====== Page extract

DP-203: Data Engineering on Microsoft Azure

29%

Question 131

You are designing a date dimension table in an Azure Synapse Analytics dedicated SQL pool. The date dimension table will be used by all the fact tables.
Which distribution type should you recommend to minimize data movement?
HASH
REPLICATE
ROUND_ROBIN




Answer is REPLICATE

A replicated table has a full copy of the table available on every Compute node. Queries run fast on replicated tables since joins on replicated tables don't require data movement. Replication requires extra storage, though, and isn't practical for large tables.
Incorrect Answers:
A: A hash distributed table is designed to achieve high performance for queries on large tables.
C: A round-robin table distributes table rows evenly across all distributions. The rows are distributed randomly. Loading data into a round-robin table is fast. Keep in mind that queries can require more data movement than the other distribution methods.

Reference:
https://docs.microsoft.com/en-us/azure/synapse-analytics/sql-data-warehouse/sql-data-warehouse-tables-overview

Question 132

You are designing a security model for an Azure Synapse Analytics dedicated SQL pool that will support multiple companies.
You need to ensure that users from each company can view only the data of their respective company.
Which two objects should you include in the solution? Each correct answer presents part of the solution.
NOTE: Each correct selection is worth one point.
a security policy
a custom role-based access control (RBAC) role
a function
a column encryption key
asymmetric keys




A: Row-Level Security (RLS) enables you to use group membership or execution context to control access to rows in a database table. Implement RLS by using the CREATE SECURITY POLICYTransact-SQL statement.

B: Azure Synapse provides a comprehensive and fine-grained access control system, that integrates:
Azure roles for resource management and access to data in storage,

● Synapse roles for managing live access to code and execution,
● SQL roles for data plane access to data in SQL pools.

Reference:
https://docs.microsoft.com/en-us/sql/relational-databases/security/row-level-security
https://docs.microsoft.com/en-us/azure/synapse-analytics/security/synapse-workspace-access-control-overview

Question 133

You have a SQL pool in Azure Synapse that contains a table named dbo.Customers. The table contains a column name Email.
You need to prevent nonadministrative users from seeing the full email addresses in the Email column. The users must see values in a format of aXXX@XXXX.com instead.

What should you do?
From Microsoft SQL Server Management Studio, set an email mask on the Email column.
From the Azure portal, set a mask on the Email column.
From Microsoft SQL Server Management Studio, grant the SELECT permission to the users for all the columns in the dbo.Customers table except Email.
From the Azure portal, set a sensitivity classification of Confidential for the Email column.




Answer is From Microsoft SQL Server Management Studio, set an email mask on the Email column.

B can work but not by default.
The Email masking method, which exposes the first letter and replaces the domain with XXX.com using a constant string prefix in the form of an email address. aXX@XXXX.com

Reference:
https://docs.microsoft.com/en-us/azure/azure-sql/database/dynamic-data-masking-overview

Question 134

You have an Azure Data Lake Storage Gen2 account named adls2 that is protected by a virtual network.

============
====== Data excerpts

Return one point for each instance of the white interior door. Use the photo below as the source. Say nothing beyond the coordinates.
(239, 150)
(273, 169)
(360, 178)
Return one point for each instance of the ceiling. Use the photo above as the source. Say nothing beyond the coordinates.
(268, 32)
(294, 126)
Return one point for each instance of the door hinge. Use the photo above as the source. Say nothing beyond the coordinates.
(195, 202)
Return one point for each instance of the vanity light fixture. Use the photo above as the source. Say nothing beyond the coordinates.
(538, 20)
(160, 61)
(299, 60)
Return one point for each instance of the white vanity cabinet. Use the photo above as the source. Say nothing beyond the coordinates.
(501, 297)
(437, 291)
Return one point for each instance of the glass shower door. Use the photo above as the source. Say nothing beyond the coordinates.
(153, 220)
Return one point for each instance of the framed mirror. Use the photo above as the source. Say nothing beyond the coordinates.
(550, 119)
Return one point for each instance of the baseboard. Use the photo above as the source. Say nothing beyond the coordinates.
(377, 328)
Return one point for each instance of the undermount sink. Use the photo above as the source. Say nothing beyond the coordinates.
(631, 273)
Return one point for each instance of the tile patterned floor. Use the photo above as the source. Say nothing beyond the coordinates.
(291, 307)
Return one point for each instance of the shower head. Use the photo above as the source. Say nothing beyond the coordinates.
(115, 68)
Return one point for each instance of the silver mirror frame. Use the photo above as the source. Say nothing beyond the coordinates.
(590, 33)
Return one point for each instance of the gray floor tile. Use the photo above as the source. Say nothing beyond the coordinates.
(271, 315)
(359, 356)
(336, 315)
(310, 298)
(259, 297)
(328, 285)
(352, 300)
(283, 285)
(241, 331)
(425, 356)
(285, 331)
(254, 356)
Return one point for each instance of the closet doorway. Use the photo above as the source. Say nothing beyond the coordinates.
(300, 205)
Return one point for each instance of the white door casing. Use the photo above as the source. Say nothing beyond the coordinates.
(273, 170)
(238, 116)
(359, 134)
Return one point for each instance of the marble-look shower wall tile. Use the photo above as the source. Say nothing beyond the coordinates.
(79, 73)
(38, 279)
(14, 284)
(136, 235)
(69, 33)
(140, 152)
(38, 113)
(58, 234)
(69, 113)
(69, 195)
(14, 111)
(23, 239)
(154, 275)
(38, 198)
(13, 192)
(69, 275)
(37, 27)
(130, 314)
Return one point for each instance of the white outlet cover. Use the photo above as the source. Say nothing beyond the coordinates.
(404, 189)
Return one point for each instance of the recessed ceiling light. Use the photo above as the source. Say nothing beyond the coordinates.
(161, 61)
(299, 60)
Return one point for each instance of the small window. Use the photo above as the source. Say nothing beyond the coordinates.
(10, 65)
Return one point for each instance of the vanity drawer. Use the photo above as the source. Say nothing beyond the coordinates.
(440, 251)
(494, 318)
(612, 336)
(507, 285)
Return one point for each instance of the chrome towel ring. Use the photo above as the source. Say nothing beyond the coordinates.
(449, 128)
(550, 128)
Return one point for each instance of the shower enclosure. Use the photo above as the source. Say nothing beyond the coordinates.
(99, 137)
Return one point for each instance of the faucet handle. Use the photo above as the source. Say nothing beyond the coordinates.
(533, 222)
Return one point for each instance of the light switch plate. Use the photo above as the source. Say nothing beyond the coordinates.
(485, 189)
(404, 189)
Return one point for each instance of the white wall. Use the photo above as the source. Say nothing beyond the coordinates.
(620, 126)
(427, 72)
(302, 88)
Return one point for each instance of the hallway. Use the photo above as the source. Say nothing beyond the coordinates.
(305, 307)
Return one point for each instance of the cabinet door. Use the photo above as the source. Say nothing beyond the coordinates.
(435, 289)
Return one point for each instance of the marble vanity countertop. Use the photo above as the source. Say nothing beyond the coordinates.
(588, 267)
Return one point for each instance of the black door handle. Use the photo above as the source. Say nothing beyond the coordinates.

============

Stated goal 1: Translate this sentence from the DP-203 page into Spanish: "Queries run fast on replicated tables since joins on replicated tables don't require data movement."
Stated goal 2: Repeat the DP-203 page word for word, from "Which two objects" to "worth one point.".
Rely only on the DP-203 page here.

Solution 1: Las consultas se ejecutan rápidamente en las tablas replicadas, ya que las combinaciones en tablas replicadas no requieren movimiento de datos.

Solution 2:
Which two objects should you include in the solution? Each correct answer presents part of the solution.
NOTE: Each correct selection is worth one point.